The records Start Marker

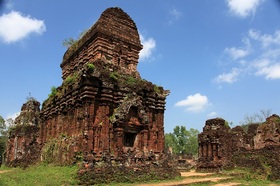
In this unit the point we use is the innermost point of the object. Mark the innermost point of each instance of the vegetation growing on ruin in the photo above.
(182, 141)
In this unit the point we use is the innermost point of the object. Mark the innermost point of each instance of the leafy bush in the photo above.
(90, 67)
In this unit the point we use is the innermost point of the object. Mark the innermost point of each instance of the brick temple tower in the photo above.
(103, 108)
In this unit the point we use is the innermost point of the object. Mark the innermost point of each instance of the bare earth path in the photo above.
(194, 177)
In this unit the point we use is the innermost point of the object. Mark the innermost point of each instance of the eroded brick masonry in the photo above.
(103, 107)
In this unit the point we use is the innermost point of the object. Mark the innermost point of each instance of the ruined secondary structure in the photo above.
(103, 109)
(23, 137)
(257, 148)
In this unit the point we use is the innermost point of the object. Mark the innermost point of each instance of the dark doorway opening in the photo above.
(129, 139)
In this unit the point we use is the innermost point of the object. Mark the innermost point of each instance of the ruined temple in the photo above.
(220, 146)
(23, 136)
(103, 109)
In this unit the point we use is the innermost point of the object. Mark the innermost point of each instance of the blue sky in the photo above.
(218, 58)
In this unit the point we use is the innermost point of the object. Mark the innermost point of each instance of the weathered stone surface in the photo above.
(103, 109)
(255, 148)
(23, 147)
(268, 133)
(214, 144)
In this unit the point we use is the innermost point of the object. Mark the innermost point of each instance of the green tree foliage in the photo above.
(2, 125)
(71, 41)
(182, 141)
(2, 136)
(256, 118)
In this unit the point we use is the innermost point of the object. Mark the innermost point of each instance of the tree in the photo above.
(256, 118)
(182, 141)
(2, 126)
(71, 41)
(2, 136)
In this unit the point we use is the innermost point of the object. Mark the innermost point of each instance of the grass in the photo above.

The records End Marker

> _What is being asked_
Set down every entry word for word, but omit the pictures.

> _Problem solution_
In this unit the point we use is the innermost point of the object. Mark the innermost point of each instance of the vegetation growing on ruin in the photo above.
(182, 141)
In this unit the point we use is the innermost point of the object. Mark the innermost point of each instance of the leafy bush in the photo above.
(90, 67)
In this unit the point we use is the innermost point of the object. Mark the innermost point of each instance of the brick temple tower in the photo above.
(103, 108)
In this unit the point we use is the innermost point of the object. Mark the innermost point of each instance of the bare earth path in the photo above.
(194, 177)
In this unit the point we use is the innermost point of the object. Mark the innermost point of each instance of the eroded brick masonry in the photo above.
(103, 107)
In this unit the point we use is the innermost point of the object. Mark the innermost point of each instance of the ruined secondary structure in the photo above.
(103, 109)
(23, 137)
(257, 148)
In this unit the point we use is the innermost point of the object. Mark the innermost point of each instance of the dark doorway opening in the photo above.
(129, 139)
In this unit the point we use is the innermost point of the object. Mark the innermost point of each instance of the ruined temple in the photo above.
(220, 146)
(23, 136)
(103, 109)
In this unit the point we use is the innermost point of the object. Mark the innermost point of each instance of the blue sky in the photo above.
(218, 58)
In this unit the point we use is the innermost point of the object. Mark the innermost point of each instance of the weathered stone surface in the photo above.
(103, 109)
(255, 148)
(23, 147)
(268, 133)
(214, 144)
In this unit the point we use is the innermost point of the object. Mark the innermost point of each instance of the green tree foliage in the photo above.
(2, 125)
(71, 41)
(182, 141)
(2, 136)
(256, 118)
In this unit the point we use is the innermost point of the object. Mark the innermost point of each instance of the tree in the photo above.
(256, 118)
(182, 141)
(2, 126)
(71, 41)
(2, 136)
In this unit the point we use is the innermost point of the object. Mark the innermost point of each instance of the grass in the photo above.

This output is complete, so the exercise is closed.